Repeat exactly, and only, the lines from the one containing "Please tag the laptop lid" through the end of the records.
--
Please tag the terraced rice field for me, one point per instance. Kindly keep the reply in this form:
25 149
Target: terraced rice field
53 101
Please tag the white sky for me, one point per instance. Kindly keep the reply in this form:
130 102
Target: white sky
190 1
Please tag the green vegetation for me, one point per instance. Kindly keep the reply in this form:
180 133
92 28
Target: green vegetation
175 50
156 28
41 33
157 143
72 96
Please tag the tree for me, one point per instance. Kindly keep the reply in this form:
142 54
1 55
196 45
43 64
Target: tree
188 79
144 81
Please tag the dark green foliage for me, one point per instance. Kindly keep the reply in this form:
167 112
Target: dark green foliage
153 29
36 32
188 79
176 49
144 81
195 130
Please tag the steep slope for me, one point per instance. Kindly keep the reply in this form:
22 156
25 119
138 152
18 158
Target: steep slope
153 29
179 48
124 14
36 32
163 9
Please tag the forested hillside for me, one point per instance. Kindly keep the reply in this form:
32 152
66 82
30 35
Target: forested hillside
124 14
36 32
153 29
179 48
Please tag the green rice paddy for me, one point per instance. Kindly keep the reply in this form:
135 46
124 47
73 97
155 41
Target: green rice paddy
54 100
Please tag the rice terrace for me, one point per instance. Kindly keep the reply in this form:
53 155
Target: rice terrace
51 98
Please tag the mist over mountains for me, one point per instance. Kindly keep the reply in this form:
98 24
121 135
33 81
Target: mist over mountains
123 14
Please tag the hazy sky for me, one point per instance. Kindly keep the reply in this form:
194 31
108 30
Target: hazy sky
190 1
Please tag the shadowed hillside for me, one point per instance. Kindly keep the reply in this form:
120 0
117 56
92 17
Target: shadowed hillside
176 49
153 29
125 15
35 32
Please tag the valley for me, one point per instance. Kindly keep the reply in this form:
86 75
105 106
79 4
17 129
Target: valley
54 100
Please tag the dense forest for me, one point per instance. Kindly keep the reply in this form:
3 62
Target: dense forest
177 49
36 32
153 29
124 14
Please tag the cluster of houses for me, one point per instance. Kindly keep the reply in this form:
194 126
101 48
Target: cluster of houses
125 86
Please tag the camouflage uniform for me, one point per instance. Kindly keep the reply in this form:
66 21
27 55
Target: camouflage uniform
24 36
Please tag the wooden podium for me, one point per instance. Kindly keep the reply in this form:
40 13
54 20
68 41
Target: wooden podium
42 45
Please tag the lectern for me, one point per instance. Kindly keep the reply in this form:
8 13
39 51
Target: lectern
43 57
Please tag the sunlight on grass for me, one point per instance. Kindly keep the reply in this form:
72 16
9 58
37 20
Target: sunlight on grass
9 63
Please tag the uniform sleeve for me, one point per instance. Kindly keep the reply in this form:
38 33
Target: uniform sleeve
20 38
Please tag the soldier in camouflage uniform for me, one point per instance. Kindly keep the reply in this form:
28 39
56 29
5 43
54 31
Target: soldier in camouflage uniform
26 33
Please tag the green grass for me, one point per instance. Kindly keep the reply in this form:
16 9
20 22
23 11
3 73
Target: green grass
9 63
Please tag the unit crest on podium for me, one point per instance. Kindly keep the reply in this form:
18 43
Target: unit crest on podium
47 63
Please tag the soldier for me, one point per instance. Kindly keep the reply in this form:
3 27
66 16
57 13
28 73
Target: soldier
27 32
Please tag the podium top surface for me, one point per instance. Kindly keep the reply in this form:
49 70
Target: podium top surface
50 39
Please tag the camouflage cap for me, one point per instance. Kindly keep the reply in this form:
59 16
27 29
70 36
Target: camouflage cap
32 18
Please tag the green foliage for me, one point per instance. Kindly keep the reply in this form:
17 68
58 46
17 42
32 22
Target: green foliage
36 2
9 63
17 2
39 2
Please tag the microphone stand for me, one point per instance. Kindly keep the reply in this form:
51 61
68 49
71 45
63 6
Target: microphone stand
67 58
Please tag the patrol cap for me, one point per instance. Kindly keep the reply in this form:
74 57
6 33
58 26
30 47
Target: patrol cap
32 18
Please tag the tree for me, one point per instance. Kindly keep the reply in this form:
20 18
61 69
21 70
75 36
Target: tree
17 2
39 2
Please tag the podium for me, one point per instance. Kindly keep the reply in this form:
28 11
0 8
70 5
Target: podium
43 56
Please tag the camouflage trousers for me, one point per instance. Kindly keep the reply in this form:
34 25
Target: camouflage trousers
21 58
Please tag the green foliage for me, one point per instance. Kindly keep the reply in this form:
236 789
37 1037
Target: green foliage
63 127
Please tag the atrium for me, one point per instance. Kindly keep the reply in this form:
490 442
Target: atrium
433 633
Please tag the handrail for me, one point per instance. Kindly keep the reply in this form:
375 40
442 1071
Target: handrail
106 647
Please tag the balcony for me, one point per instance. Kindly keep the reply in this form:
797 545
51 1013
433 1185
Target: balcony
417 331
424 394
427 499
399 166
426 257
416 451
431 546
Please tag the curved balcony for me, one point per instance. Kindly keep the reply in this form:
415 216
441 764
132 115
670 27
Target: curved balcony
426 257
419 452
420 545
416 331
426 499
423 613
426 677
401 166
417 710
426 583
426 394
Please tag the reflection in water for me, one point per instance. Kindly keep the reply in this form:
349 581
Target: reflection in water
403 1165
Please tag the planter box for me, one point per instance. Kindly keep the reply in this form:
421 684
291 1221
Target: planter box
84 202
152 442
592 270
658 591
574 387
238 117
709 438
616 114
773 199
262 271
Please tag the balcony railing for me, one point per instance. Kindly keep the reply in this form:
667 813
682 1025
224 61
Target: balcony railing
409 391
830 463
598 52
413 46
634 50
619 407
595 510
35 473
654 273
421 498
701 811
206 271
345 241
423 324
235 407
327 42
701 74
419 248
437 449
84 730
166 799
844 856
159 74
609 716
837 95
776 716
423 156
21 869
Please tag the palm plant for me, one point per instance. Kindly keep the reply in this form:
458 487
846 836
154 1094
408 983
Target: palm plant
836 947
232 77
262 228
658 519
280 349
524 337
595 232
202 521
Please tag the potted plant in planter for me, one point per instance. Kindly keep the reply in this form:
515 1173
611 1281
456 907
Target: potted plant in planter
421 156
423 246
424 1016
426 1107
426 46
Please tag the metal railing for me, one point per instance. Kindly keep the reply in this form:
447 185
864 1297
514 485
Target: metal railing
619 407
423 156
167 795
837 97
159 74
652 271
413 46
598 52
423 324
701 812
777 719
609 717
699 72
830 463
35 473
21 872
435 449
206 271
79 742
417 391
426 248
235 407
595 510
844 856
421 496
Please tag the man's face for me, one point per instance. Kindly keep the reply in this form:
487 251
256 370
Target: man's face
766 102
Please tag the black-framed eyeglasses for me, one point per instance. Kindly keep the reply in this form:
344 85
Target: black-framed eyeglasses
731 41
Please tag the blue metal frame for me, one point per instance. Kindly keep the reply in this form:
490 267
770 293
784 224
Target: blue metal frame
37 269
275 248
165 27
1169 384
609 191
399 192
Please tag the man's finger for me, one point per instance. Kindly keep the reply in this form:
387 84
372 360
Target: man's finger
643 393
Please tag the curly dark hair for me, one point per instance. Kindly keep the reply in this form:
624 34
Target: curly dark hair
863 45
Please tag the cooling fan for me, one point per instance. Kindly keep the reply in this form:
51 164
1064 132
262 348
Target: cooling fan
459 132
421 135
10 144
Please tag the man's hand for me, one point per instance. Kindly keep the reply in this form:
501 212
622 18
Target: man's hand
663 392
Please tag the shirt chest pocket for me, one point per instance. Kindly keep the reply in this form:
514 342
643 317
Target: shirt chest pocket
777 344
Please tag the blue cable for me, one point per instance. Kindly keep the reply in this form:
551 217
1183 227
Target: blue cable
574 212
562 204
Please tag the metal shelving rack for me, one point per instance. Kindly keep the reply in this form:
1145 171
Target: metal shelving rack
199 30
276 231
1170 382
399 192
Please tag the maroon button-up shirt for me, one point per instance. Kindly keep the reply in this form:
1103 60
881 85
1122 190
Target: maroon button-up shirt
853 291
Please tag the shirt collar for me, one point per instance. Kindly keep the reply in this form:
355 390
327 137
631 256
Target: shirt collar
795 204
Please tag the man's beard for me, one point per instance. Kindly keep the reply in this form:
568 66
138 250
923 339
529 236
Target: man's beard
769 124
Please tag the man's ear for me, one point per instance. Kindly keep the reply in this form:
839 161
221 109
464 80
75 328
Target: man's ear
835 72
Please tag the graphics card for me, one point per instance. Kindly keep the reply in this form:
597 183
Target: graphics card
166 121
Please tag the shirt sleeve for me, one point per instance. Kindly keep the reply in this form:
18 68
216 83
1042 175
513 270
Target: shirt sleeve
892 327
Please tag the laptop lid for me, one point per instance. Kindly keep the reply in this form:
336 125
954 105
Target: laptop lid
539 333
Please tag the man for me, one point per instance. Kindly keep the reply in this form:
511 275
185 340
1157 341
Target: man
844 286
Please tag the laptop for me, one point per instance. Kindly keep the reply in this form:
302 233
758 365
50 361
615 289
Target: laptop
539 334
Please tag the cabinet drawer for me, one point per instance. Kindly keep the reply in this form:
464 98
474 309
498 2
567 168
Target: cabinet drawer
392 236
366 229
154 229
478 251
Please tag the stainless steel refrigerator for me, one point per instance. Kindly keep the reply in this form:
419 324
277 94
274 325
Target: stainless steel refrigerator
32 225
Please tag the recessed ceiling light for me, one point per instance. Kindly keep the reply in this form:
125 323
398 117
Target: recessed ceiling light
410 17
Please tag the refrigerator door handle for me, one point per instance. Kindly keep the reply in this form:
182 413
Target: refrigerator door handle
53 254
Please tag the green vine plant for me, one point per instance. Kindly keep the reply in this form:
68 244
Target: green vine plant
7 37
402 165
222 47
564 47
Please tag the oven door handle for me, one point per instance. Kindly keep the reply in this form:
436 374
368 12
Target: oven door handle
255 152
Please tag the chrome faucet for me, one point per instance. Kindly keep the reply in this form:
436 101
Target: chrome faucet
--
Result:
Please tag the laptop lid for me, one point per instance. Kindly keep the reply in this form:
336 125
954 105
Target: laptop lid
539 333
Please tag the man for me, one point per instance. Kindly keep the reply in this form:
511 275
185 340
1157 341
Target: man
844 286
Please tag the laptop for me, one point per instance. Kindly keep the reply in this form:
302 233
758 365
50 361
615 289
Target: laptop
539 334
Please tag the cabinet drawer for me, one point per instance. Kindly keep the reply in this form:
464 98
474 309
498 2
567 168
Target: cabinet drawer
392 236
366 229
154 229
478 251
Please tag the stainless steel refrigerator for me, one point per instance. Kindly keep the reply in this form:
419 324
277 94
274 325
Target: stainless steel refrigerator
32 225
Please tag the recessed ceiling light for me, one point per instance. Kindly keep the reply in this form:
125 323
398 117
Target: recessed ceiling light
410 17
Please tag the refrigerator door handle for me, one point per instance. Kindly keep the reply in this form:
182 413
Target: refrigerator door handle
53 254
Please tag the green vine plant for me, one point per instance. Kindly keep the reply in this form:
68 244
Target: green vine plant
7 37
402 165
222 47
564 47
Please tag the oven door handle for me, one point per instance. Kindly keep the reply in this form:
436 374
368 12
Target: oven door handle
255 152
Please tag the chrome faucet for me, one point per instance. Kindly keep the reply in this form:
436 101
Target: chrome faucet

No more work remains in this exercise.